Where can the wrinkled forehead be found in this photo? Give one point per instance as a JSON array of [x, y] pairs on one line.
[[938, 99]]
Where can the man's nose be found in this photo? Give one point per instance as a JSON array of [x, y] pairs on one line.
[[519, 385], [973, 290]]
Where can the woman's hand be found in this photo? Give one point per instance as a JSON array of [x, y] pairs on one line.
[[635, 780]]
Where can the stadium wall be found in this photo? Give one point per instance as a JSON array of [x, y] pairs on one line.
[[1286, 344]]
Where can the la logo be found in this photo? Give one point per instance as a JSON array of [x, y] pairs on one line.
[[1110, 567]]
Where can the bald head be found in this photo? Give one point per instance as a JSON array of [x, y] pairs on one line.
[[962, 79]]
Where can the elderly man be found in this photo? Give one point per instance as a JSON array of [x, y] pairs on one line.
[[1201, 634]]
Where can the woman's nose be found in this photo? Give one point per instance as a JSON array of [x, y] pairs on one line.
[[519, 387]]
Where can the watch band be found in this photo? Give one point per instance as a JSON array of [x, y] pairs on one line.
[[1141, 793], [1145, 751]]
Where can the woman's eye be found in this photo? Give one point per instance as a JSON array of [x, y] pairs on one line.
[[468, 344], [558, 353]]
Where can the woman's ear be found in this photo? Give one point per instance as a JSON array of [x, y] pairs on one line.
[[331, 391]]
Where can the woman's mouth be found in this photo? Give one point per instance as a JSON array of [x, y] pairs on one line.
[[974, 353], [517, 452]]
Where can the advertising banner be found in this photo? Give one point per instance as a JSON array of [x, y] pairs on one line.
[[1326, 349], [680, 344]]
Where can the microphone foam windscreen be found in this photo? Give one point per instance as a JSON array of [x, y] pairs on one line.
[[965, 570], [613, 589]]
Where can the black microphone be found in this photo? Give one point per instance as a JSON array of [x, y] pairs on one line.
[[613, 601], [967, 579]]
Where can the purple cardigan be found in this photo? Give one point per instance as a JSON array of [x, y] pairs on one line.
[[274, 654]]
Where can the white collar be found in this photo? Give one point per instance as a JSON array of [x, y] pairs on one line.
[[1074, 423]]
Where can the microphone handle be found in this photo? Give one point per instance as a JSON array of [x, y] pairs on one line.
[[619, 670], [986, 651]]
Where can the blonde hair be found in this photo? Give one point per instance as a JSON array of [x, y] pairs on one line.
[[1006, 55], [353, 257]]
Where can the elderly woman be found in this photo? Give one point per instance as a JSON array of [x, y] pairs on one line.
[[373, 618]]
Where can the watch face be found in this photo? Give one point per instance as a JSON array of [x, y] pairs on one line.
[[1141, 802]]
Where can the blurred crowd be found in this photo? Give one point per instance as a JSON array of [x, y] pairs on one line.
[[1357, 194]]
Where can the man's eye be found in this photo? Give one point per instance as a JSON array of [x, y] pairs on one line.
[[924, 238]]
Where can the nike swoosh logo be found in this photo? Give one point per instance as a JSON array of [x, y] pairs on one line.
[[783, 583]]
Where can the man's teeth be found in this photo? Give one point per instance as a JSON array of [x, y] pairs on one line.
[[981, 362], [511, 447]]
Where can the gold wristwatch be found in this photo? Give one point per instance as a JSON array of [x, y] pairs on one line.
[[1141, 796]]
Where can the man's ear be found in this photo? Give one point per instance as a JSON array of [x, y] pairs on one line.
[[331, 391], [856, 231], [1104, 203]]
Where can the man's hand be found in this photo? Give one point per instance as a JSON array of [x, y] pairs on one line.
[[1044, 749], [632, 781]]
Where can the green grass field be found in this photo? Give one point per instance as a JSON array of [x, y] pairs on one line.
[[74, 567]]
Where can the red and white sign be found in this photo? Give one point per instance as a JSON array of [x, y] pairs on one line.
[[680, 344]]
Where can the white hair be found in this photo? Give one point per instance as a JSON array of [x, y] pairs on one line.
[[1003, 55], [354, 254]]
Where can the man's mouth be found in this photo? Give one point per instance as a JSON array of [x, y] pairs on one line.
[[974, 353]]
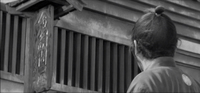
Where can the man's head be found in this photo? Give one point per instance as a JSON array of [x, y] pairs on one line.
[[154, 35]]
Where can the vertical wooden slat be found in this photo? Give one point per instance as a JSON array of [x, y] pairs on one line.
[[107, 62], [135, 67], [7, 39], [28, 56], [1, 27], [93, 63], [85, 62], [63, 47], [1, 36], [78, 59], [115, 69], [23, 40], [121, 68], [55, 43], [70, 58], [128, 68], [100, 65], [14, 48]]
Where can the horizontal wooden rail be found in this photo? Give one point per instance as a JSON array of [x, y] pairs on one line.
[[11, 77]]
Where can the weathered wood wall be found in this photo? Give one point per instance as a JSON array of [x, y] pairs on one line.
[[113, 20]]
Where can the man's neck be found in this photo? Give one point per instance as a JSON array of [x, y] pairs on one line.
[[160, 61]]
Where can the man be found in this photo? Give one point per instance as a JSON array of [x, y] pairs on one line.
[[154, 40]]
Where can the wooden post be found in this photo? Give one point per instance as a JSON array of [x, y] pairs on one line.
[[40, 47]]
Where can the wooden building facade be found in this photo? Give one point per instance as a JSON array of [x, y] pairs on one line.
[[83, 45]]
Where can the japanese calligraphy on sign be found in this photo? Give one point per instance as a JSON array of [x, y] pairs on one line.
[[41, 38]]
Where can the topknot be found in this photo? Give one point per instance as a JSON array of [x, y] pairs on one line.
[[159, 10]]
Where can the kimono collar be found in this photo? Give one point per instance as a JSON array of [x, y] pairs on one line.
[[162, 61]]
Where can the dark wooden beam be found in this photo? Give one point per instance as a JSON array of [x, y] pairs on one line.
[[65, 10], [28, 4]]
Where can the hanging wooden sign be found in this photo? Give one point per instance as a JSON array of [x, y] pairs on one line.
[[43, 27]]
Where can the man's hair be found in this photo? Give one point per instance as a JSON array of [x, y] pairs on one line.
[[155, 34]]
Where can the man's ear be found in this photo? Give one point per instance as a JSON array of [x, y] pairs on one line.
[[135, 47]]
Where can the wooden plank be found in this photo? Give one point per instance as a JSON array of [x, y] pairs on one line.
[[1, 41], [55, 52], [7, 39], [26, 5], [23, 41], [93, 63], [1, 27], [78, 59], [66, 9], [135, 67], [107, 63], [28, 56], [63, 48], [128, 67], [100, 65], [70, 89], [70, 58], [121, 68], [12, 77], [187, 45], [115, 68], [85, 62], [14, 48]]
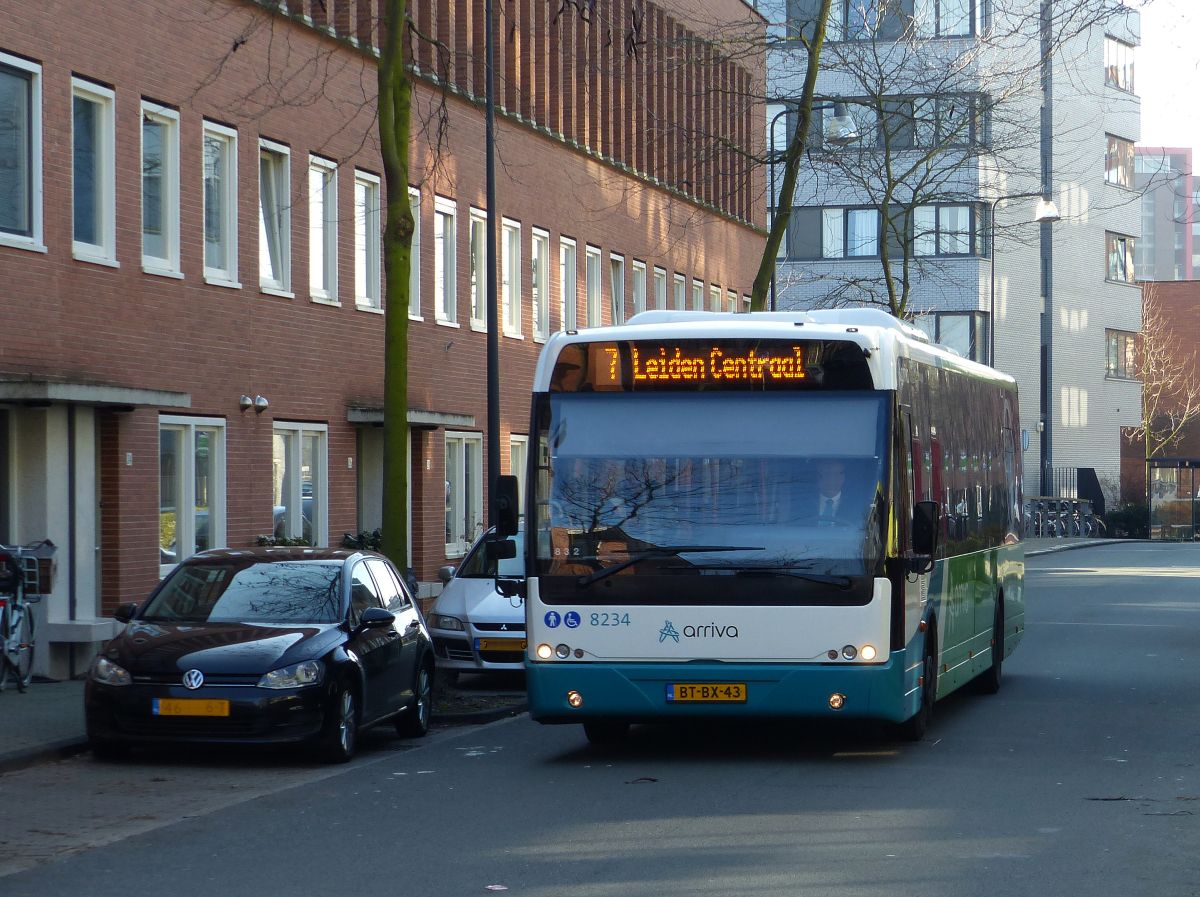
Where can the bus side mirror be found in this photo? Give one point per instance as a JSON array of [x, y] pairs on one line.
[[508, 510], [924, 529]]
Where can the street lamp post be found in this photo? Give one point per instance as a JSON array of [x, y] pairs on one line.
[[1044, 211], [840, 130]]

EXERCISE DIRECTIONS> Please write out the material from the line containing "Where can the man's hair" to its final line, both inclusive, exactly as it appears; pictures are not part of the copy.

SOLUTION TO THIS EXERCISE>
Where can the man's hair be found in this photo? Give one point per instance as a JSON array of [x, y] pairs on one line.
[[155, 34]]
Where can the man's ear be found in this photo? Give one point per instance as a JSON array of [x, y] pairs on one line.
[[135, 47]]
Where can the wooden plank be found in this photo? Give one point per instance as a JSON array of [x, y] pairs on one line.
[[1, 41], [55, 52], [7, 39], [26, 5], [23, 41], [93, 63], [1, 27], [78, 59], [66, 9], [135, 67], [107, 63], [28, 56], [63, 48], [128, 67], [100, 65], [70, 89], [70, 58], [121, 68], [12, 77], [187, 45], [115, 68], [85, 62], [14, 48]]
Where can the bus side mirror be found in this photo? Give one point per instance as a JSON array of [x, y] pairs on one line.
[[508, 510], [924, 529]]
Where can the street lamp post be found in this photo? Give one point per instance as a JSON array of [x, y] pairs on one line.
[[1044, 211], [840, 130]]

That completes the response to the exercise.